A friend of mine was saying that if she ever falls in love with someone, we should help her to kagua (examine) the character of the gentleman. She was aware that at the point she falls in love, all her reasoning flies out the window! Even for the Christian, as soon as he thinks he is humble, he experiences a fall. In short, Paul, Jeremiah and Solomon observe the truth that while our hearts are deceitful, the antidote is renewal through the Spirit’s working of God’s Word in our hearts. In this regard, apologetics may be useful in dealing with doubt.
☆ ☆ ☆ ☆ ☆
## PROMPT 1
In the passage on the deceitful heart, what is named as the antidote?
☆ ☆ ☆ ☆ ☆
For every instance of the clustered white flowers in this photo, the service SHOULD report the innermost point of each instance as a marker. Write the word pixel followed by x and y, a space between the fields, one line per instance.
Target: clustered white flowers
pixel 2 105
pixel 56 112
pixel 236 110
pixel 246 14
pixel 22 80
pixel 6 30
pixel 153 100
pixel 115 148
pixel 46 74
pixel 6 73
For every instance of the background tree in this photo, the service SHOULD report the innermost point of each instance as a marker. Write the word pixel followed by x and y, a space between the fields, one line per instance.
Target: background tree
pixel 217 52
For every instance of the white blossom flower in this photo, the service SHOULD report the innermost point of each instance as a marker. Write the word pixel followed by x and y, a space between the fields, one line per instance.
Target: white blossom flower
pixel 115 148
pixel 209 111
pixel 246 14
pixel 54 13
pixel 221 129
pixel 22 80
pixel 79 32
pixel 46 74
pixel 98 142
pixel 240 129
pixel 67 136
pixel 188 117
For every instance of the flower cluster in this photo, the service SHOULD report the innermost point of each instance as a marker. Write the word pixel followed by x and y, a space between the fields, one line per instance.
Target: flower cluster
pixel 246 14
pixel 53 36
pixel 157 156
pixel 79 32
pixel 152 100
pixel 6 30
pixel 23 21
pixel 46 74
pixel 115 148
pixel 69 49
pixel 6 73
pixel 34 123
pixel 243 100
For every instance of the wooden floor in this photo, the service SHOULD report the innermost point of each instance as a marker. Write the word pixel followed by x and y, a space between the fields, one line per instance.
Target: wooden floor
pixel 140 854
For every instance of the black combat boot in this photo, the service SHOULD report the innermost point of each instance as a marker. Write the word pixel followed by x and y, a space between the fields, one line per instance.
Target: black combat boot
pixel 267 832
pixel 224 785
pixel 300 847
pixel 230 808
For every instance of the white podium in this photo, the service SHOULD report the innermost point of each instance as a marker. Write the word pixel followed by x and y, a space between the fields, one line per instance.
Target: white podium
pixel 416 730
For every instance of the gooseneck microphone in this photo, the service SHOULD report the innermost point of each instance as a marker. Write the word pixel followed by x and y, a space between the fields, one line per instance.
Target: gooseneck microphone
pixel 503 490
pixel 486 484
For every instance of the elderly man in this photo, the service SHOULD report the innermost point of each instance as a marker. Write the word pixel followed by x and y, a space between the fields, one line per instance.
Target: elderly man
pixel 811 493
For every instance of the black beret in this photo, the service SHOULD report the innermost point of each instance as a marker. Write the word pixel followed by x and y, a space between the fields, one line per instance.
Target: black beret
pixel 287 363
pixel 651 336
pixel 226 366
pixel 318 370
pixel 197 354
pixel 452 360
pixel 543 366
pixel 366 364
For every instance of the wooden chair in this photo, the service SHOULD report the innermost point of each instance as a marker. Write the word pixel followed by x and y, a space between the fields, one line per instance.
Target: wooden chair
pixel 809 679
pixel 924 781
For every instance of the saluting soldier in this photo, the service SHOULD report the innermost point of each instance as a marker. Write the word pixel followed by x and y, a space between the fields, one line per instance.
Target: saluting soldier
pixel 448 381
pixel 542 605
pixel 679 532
☆ ☆ ☆ ☆ ☆
## PROMPT 2
Swap "elderly" for "older" in the entries, starting at the line containing "For every instance of the elderly" and ending at the line containing "pixel 811 493". Reproduce only those lines, otherwise unchanged.

## EXERCISE ANSWER 1
Renewal through the Spirit's working of God's Word in our hearts.

## EXERCISE ANSWER 2
For every instance of the older man in this photo, the service SHOULD report the innermost point of each instance as a marker. Write the word pixel followed by x and y, a space between the fields, one line per instance.
Target: older man
pixel 811 493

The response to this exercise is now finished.